■ **Work to do**
Print, word for word, the part of the review of Shahak's Open Secrets below that lies between "The book Open" and "a little smarter.", inclusive.

■ **Passage shown**
——
Shahak’s Open Secrets Revisited

The book Open Secrets: Israeli Nuclear and Foreign Policies (Pluto Press, 1997) by Israel Shahak explains why the Israeli political elite agitate against Iran’s non-existent nuclear program. Large parts of the U.S. political establishment with the Fawning Corporate Media (FCM) in the United States of America are still promoting war against Iran. This majority Muslim country and its leadership have been demonised by some Zionist public interest groups as the embodiment of the ultimate evil. Like in the case of Iraq, the Americans have a distorted picture of reality due to a selective information policy by the FCM. According to an opinion poll conducted by CNN, 71 percent of respondents believe that Iran possesses nuclear weapons. One would have expected that after the Iraq fiasco, Americans would become a little smarter.

The anti-Iranian bias of the U.S. political elite rests at least on three pillars: firstly, the hostage crisis between November 4, 1979 and January 20, 1981, secondly, the permanent pressure by Israeli governments and their U.S. supporters over the last 25 years. But, thirdly, most important are geopolitical considerations. Here, the book by Israel Shahak comes into play, in which he exposes Israel’s strategic policy as it really is. Drawing exclusively on the Hebrew press, Shahak reveals that the Israeli ideology is widely misunderstood outside, since, as in the case of foreign policy, “no attention is paid to what the Israeli establishment says to Israeli Jews about its intentions and policies” (p. 7). They cannot be understood according to what they say to the outside world, writes the author.
——
■ **Information shown**
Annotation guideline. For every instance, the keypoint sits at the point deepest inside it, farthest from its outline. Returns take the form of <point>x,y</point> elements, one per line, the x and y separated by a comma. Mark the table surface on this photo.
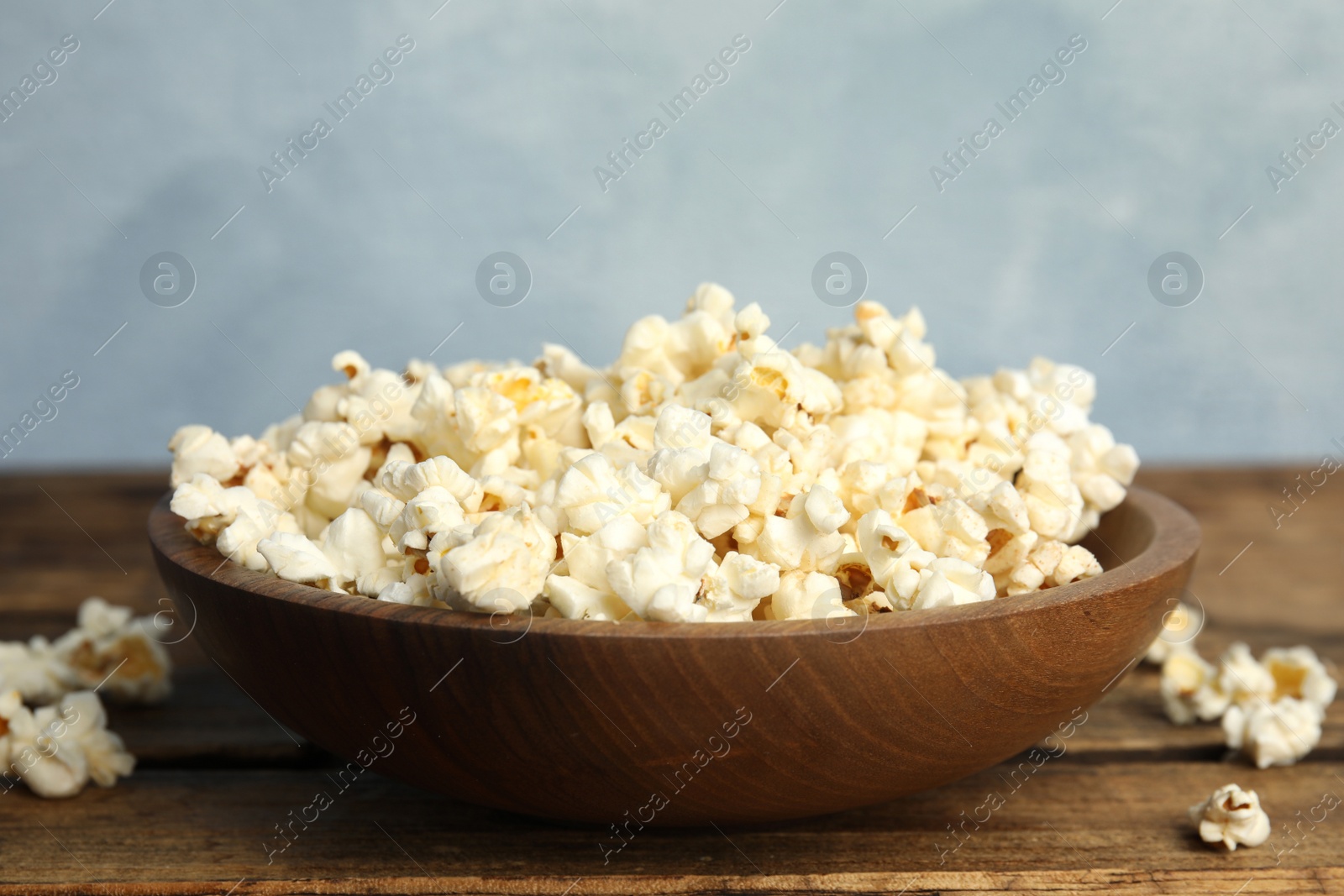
<point>217,774</point>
——
■ **Exercise response**
The book Open Secrets: Israeli Nuclear and Foreign Policies (Pluto Press, 1997) by Israel Shahak explains why the Israeli political elite agitate against Iran’s non-existent nuclear program. Large parts of the U.S. political establishment with the Fawning Corporate Media (FCM) in the United States of America are still promoting war against Iran. This majority Muslim country and its leadership have been demonised by some Zionist public interest groups as the embodiment of the ultimate evil. Like in the case of Iraq, the Americans have a distorted picture of reality due to a selective information policy by the FCM. According to an opinion poll conducted by CNN, 71 percent of respondents believe that Iran possesses nuclear weapons. One would have expected that after the Iraq fiasco, Americans would become a little smarter.